(Excerpts from point annotation data)
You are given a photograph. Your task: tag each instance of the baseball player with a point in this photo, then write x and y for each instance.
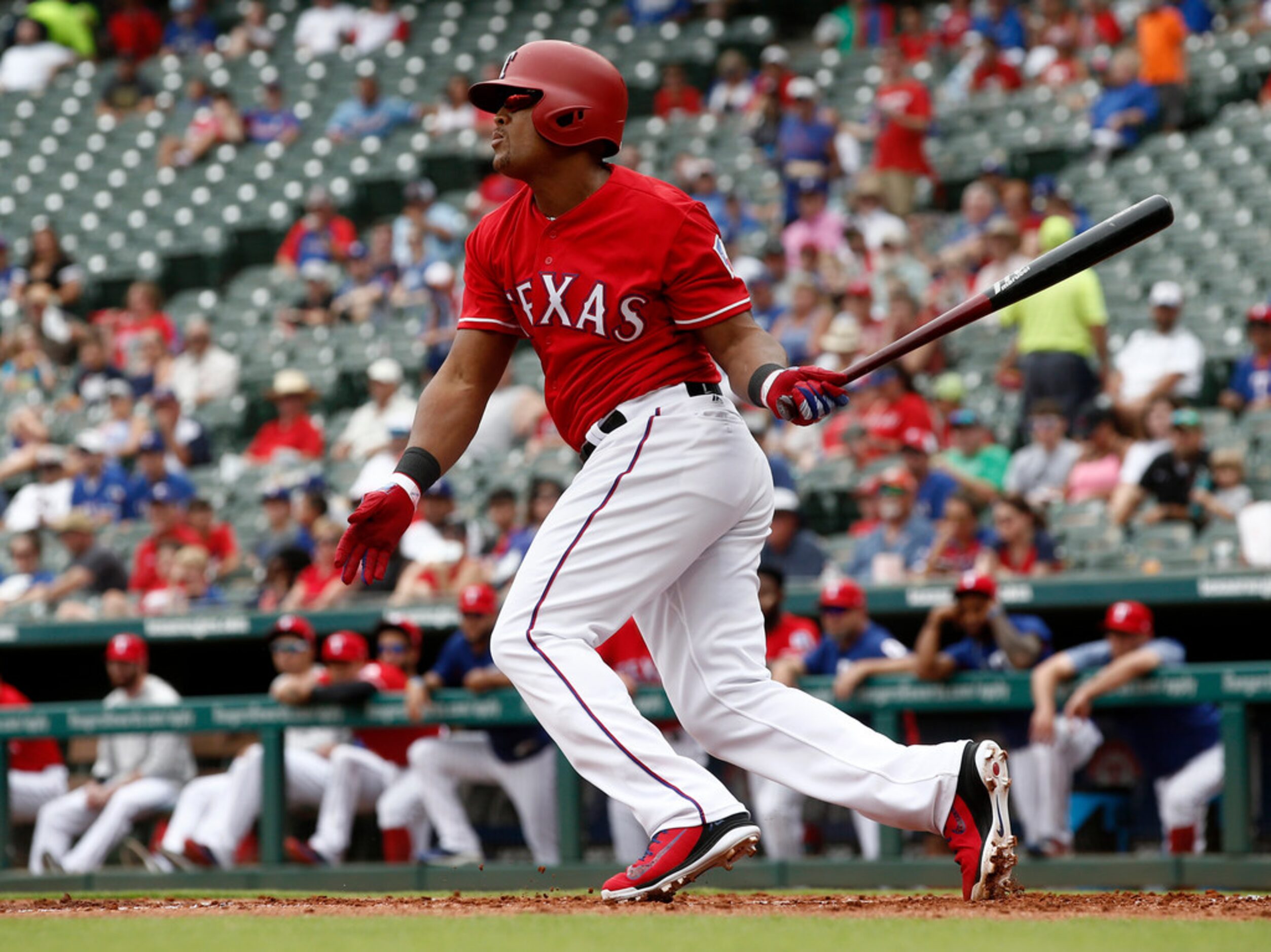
(853, 648)
(362, 772)
(135, 775)
(623, 286)
(211, 838)
(36, 771)
(627, 654)
(519, 759)
(1177, 745)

_OBJECTIVE_: Can you output the items as a two-column CSV with the columns "prompt" and "response", one row per item, putting each item's text and its answer in a single quoted field with line breaks replaced by spaces? Cover every item and leave the pictures out.

_TASK RESPONSE_:
prompt,response
"You are given a photograph. Your task: tag each instance of the baseball player with a point in this photo, then write x and y for each instance.","(853, 648) (362, 772) (135, 775) (623, 286) (211, 838) (36, 771) (627, 654) (519, 759) (1177, 745)"